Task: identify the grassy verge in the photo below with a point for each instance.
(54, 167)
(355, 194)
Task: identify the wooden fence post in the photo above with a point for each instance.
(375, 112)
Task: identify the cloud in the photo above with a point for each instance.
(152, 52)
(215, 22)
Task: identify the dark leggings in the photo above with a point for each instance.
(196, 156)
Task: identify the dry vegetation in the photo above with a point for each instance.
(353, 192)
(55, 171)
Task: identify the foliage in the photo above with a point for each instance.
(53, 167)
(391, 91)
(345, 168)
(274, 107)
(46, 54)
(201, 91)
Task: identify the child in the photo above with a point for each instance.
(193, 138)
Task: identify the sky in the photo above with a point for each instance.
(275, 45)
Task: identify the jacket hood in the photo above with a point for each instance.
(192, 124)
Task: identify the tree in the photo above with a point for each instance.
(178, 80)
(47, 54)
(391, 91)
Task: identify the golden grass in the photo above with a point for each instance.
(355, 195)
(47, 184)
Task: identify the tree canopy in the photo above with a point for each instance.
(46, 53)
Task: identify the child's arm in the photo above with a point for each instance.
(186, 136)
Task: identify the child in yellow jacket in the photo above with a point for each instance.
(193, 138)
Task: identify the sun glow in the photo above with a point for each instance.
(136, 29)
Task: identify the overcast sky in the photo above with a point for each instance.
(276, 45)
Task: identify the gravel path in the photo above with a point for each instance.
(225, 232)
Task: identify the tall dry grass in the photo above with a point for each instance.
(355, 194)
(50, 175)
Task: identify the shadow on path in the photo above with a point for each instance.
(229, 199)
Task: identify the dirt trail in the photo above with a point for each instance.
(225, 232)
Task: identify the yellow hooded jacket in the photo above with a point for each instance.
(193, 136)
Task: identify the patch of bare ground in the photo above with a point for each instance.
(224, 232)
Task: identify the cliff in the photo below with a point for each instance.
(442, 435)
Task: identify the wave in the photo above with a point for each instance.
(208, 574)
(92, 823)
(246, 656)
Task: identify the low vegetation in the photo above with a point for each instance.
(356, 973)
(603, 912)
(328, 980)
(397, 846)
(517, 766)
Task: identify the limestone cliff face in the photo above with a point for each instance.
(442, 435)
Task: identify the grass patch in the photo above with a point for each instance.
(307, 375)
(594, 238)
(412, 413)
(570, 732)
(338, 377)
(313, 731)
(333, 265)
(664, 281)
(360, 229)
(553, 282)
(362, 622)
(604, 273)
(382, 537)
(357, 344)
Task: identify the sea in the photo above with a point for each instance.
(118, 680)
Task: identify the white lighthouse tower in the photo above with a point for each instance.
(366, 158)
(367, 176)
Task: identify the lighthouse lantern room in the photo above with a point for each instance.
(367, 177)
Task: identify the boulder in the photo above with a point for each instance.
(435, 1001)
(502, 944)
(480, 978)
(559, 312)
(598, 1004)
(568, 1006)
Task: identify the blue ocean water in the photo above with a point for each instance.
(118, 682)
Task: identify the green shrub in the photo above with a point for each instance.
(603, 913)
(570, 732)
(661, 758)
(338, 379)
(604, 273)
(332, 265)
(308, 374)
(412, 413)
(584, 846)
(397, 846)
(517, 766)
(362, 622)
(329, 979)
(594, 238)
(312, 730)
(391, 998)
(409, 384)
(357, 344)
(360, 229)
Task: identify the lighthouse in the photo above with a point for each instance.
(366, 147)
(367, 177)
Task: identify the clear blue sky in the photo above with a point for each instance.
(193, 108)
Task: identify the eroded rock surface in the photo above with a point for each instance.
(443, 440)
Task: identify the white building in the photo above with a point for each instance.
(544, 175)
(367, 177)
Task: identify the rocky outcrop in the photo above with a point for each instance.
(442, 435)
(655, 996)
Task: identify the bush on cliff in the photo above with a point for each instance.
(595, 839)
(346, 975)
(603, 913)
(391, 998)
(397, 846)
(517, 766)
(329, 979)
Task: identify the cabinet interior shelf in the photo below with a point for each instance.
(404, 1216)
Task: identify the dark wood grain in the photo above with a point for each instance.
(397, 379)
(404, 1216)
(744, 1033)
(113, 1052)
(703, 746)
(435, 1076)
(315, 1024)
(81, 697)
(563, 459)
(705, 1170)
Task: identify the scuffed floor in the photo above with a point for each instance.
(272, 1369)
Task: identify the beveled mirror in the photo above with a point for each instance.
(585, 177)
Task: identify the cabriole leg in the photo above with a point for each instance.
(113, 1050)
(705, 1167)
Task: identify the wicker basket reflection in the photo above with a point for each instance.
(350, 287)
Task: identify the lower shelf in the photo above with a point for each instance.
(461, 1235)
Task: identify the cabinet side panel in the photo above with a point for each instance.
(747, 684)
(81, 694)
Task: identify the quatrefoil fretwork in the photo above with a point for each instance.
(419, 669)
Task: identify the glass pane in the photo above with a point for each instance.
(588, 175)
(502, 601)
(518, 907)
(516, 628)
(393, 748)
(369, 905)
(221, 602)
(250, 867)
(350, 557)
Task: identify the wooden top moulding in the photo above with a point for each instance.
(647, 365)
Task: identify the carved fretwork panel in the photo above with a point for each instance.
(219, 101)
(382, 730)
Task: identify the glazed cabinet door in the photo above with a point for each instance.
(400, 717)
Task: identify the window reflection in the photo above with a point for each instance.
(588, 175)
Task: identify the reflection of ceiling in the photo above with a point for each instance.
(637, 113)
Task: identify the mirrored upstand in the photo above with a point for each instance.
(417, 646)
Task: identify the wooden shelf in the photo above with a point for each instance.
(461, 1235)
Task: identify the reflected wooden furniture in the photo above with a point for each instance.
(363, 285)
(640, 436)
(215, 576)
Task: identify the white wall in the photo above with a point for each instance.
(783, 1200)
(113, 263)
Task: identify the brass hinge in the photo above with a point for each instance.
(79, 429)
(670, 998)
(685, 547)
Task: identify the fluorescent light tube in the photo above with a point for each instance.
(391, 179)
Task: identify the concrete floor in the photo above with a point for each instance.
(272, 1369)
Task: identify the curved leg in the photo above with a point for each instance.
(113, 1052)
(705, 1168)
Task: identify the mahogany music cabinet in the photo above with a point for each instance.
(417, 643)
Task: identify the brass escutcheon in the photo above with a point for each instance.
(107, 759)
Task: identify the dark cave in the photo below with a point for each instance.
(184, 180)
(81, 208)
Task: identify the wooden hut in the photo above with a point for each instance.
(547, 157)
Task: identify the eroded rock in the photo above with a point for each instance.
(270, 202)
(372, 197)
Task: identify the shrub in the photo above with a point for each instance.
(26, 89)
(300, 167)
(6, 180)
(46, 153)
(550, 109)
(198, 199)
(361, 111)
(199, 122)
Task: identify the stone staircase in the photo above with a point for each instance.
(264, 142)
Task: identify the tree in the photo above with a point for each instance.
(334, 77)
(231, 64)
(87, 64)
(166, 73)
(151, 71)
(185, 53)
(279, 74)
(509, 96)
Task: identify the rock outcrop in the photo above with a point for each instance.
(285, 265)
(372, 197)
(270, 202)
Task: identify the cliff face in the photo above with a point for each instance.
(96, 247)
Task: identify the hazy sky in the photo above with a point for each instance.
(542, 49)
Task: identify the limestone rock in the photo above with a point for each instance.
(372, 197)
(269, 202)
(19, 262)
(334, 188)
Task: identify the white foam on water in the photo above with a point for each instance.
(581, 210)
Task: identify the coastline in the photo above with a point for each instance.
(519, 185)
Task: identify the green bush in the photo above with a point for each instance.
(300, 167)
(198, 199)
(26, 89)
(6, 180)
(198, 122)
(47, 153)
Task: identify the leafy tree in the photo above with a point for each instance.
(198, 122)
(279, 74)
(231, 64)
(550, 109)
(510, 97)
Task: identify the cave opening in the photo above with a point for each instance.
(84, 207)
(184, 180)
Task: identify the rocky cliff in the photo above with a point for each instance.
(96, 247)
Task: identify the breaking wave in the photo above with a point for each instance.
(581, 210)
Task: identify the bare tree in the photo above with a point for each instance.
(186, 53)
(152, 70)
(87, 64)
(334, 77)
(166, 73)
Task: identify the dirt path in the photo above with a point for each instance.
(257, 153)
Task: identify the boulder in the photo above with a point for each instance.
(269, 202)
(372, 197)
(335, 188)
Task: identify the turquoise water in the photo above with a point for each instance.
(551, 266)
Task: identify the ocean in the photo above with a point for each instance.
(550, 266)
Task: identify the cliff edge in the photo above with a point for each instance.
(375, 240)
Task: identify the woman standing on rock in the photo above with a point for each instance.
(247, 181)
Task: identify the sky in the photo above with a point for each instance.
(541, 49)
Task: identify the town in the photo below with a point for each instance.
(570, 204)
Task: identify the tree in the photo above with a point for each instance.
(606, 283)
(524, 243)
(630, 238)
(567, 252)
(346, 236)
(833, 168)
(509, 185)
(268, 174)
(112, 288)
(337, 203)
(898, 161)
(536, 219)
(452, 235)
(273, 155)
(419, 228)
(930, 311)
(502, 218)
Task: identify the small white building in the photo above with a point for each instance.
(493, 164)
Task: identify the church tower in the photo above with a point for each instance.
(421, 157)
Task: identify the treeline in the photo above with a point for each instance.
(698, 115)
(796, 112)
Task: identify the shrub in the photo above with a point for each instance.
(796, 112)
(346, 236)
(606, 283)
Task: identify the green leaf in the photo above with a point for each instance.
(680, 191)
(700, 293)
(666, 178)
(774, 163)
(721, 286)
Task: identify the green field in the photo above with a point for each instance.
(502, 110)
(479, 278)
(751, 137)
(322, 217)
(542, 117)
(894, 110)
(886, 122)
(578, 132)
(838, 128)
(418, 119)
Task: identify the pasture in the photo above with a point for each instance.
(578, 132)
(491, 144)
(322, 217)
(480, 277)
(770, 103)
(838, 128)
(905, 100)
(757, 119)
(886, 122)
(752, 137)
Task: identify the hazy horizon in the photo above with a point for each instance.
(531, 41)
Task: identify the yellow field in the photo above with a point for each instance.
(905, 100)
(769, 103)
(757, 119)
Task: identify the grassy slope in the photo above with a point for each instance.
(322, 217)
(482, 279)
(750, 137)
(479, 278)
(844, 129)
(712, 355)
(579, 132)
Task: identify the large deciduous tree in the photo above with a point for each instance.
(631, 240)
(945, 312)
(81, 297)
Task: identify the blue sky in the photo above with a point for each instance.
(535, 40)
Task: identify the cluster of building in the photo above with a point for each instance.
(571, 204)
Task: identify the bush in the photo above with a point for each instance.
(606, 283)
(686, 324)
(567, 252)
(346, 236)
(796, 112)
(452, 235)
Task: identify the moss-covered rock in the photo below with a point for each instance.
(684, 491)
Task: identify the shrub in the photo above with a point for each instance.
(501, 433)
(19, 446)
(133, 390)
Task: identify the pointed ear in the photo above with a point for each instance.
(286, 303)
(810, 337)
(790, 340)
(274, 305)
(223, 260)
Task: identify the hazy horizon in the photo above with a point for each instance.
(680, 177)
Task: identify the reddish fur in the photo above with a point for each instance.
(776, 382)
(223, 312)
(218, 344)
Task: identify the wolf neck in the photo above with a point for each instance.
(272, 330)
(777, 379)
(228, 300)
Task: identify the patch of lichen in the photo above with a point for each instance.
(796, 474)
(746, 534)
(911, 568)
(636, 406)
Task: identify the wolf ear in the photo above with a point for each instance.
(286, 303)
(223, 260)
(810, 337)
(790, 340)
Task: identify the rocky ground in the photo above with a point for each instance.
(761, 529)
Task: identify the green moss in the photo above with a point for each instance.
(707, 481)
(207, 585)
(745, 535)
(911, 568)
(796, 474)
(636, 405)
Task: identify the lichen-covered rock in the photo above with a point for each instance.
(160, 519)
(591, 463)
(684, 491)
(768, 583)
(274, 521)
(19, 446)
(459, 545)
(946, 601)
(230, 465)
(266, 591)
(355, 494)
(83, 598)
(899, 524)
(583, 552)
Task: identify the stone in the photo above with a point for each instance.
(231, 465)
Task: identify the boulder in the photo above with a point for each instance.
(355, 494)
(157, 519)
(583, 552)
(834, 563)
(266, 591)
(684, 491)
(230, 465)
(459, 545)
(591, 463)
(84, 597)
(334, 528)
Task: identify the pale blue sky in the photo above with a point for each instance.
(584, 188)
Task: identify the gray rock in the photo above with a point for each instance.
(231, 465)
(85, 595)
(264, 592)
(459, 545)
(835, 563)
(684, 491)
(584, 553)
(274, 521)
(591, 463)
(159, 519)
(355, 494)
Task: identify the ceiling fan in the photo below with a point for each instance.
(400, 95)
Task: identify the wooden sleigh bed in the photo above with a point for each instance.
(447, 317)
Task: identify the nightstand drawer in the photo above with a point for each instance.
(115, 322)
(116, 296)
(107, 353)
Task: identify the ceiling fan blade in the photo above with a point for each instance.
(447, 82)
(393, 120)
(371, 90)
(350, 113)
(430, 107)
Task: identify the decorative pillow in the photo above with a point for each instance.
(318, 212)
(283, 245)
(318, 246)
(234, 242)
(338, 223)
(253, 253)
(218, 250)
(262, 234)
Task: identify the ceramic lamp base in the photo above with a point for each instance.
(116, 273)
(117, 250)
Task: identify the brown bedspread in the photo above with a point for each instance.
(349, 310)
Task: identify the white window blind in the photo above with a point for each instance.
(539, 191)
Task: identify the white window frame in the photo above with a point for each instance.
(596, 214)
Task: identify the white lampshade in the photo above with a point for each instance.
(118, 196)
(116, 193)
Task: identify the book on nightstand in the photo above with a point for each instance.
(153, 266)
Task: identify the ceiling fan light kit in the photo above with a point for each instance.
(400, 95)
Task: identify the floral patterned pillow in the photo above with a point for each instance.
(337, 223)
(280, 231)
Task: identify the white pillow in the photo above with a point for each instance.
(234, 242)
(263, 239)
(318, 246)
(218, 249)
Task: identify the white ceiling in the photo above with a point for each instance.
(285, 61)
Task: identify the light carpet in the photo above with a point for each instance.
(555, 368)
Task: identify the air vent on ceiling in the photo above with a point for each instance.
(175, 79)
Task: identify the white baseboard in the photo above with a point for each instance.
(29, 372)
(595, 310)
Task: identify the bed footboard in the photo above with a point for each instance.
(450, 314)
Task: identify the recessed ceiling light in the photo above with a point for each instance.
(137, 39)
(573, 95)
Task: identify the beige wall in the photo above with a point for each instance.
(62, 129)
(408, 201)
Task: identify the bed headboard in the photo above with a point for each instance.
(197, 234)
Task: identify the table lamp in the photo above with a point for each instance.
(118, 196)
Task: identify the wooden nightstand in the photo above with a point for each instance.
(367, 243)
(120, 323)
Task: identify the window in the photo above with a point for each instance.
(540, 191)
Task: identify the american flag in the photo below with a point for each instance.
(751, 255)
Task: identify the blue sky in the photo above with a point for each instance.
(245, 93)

### GOAL OF THE EXERCISE
Output only the lines from the one holding "Task: identify the bed headboard" through the last line above, exactly as they appear.

### REPLY TO THE TASK
Task: identify the bed headboard in the photo above with a point for each instance.
(197, 234)
Task: identify the table lamp in the photo above with a point for each instance.
(118, 196)
Task: identify the wooden nightstand in the photo above with a point for each instance.
(367, 243)
(120, 323)
Task: identify the window in the photo above with a point for each instance.
(540, 191)
Task: identify the american flag in the photo below with a point for each instance.
(751, 255)
Task: identify the blue sky in the photo above with a point for each instance.
(245, 93)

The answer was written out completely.